GIVEN INSTRUCTION:
Can you rewrite the records below with every "bounding box" swapped for "rectangle", keeping all else unchanged? Leave the pictures out of your version.

RECORDS PROVIDED:
************

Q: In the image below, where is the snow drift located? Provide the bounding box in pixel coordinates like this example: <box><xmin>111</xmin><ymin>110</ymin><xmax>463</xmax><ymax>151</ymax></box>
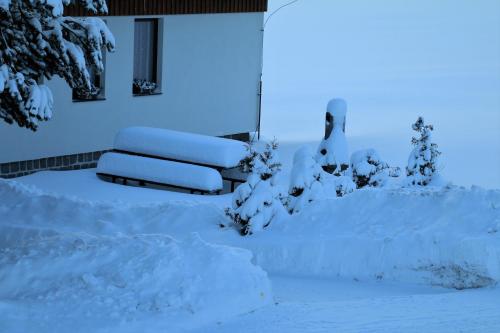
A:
<box><xmin>248</xmin><ymin>187</ymin><xmax>500</xmax><ymax>289</ymax></box>
<box><xmin>0</xmin><ymin>176</ymin><xmax>500</xmax><ymax>289</ymax></box>
<box><xmin>0</xmin><ymin>234</ymin><xmax>272</xmax><ymax>318</ymax></box>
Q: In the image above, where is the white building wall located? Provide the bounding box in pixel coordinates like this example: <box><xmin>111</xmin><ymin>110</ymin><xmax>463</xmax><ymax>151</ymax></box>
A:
<box><xmin>0</xmin><ymin>13</ymin><xmax>263</xmax><ymax>163</ymax></box>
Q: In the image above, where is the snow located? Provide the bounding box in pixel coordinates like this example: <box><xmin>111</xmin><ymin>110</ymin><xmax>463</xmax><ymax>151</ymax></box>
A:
<box><xmin>0</xmin><ymin>234</ymin><xmax>272</xmax><ymax>330</ymax></box>
<box><xmin>0</xmin><ymin>141</ymin><xmax>500</xmax><ymax>332</ymax></box>
<box><xmin>351</xmin><ymin>149</ymin><xmax>390</xmax><ymax>188</ymax></box>
<box><xmin>97</xmin><ymin>153</ymin><xmax>222</xmax><ymax>191</ymax></box>
<box><xmin>114</xmin><ymin>127</ymin><xmax>248</xmax><ymax>168</ymax></box>
<box><xmin>0</xmin><ymin>0</ymin><xmax>10</xmax><ymax>10</ymax></box>
<box><xmin>326</xmin><ymin>98</ymin><xmax>347</xmax><ymax>118</ymax></box>
<box><xmin>286</xmin><ymin>146</ymin><xmax>327</xmax><ymax>213</ymax></box>
<box><xmin>316</xmin><ymin>99</ymin><xmax>349</xmax><ymax>170</ymax></box>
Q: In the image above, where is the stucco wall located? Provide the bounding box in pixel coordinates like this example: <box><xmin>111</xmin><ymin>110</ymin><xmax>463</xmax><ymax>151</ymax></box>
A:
<box><xmin>0</xmin><ymin>13</ymin><xmax>263</xmax><ymax>163</ymax></box>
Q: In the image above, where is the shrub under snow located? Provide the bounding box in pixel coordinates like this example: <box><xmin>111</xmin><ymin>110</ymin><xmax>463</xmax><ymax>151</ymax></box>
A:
<box><xmin>226</xmin><ymin>141</ymin><xmax>283</xmax><ymax>235</ymax></box>
<box><xmin>0</xmin><ymin>234</ymin><xmax>272</xmax><ymax>318</ymax></box>
<box><xmin>406</xmin><ymin>117</ymin><xmax>441</xmax><ymax>186</ymax></box>
<box><xmin>351</xmin><ymin>149</ymin><xmax>398</xmax><ymax>188</ymax></box>
<box><xmin>285</xmin><ymin>146</ymin><xmax>326</xmax><ymax>213</ymax></box>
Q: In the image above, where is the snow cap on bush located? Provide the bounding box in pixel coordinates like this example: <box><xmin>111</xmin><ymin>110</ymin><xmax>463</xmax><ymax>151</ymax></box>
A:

************

COMPLETED TASK:
Q: In the image below, where is the snow drift located? Provide the rectangle in pixel coordinates like this example: <box><xmin>111</xmin><ymin>110</ymin><xmax>463</xmax><ymax>151</ymax></box>
A:
<box><xmin>248</xmin><ymin>187</ymin><xmax>500</xmax><ymax>289</ymax></box>
<box><xmin>0</xmin><ymin>176</ymin><xmax>500</xmax><ymax>289</ymax></box>
<box><xmin>0</xmin><ymin>234</ymin><xmax>272</xmax><ymax>318</ymax></box>
Q: In the image above, where is the white building wall located? Provide the rectangle in pixel coordinates like this example: <box><xmin>111</xmin><ymin>110</ymin><xmax>463</xmax><ymax>151</ymax></box>
A:
<box><xmin>0</xmin><ymin>13</ymin><xmax>263</xmax><ymax>163</ymax></box>
Q: In the image above, where is the snow located? Provide the rectangle in pixel coordinates like this example: <box><xmin>111</xmin><ymin>110</ymin><xmax>463</xmax><ymax>151</ymax></box>
A:
<box><xmin>0</xmin><ymin>234</ymin><xmax>272</xmax><ymax>330</ymax></box>
<box><xmin>0</xmin><ymin>141</ymin><xmax>500</xmax><ymax>332</ymax></box>
<box><xmin>351</xmin><ymin>149</ymin><xmax>390</xmax><ymax>188</ymax></box>
<box><xmin>97</xmin><ymin>153</ymin><xmax>222</xmax><ymax>191</ymax></box>
<box><xmin>114</xmin><ymin>127</ymin><xmax>248</xmax><ymax>168</ymax></box>
<box><xmin>0</xmin><ymin>0</ymin><xmax>10</xmax><ymax>10</ymax></box>
<box><xmin>326</xmin><ymin>98</ymin><xmax>347</xmax><ymax>118</ymax></box>
<box><xmin>286</xmin><ymin>146</ymin><xmax>327</xmax><ymax>213</ymax></box>
<box><xmin>316</xmin><ymin>99</ymin><xmax>349</xmax><ymax>170</ymax></box>
Q: In the image above, where is the stucco wall located? Provide the rectangle in pixel coordinates like this example: <box><xmin>111</xmin><ymin>110</ymin><xmax>463</xmax><ymax>151</ymax></box>
A:
<box><xmin>0</xmin><ymin>13</ymin><xmax>263</xmax><ymax>163</ymax></box>
Q: In the image above, where is the shrub under snow located? Provide the rectangle in pixel coordinates like this example: <box><xmin>111</xmin><ymin>110</ymin><xmax>463</xmax><ymax>151</ymax></box>
A:
<box><xmin>226</xmin><ymin>141</ymin><xmax>283</xmax><ymax>235</ymax></box>
<box><xmin>0</xmin><ymin>234</ymin><xmax>272</xmax><ymax>318</ymax></box>
<box><xmin>406</xmin><ymin>117</ymin><xmax>441</xmax><ymax>186</ymax></box>
<box><xmin>351</xmin><ymin>149</ymin><xmax>398</xmax><ymax>188</ymax></box>
<box><xmin>285</xmin><ymin>146</ymin><xmax>326</xmax><ymax>213</ymax></box>
Q: In the image above, where is the snow cap on bush located? Provide the rectangle in pixel coordinates like this example: <box><xmin>111</xmin><ymin>110</ymin><xmax>463</xmax><ymax>151</ymax></box>
A:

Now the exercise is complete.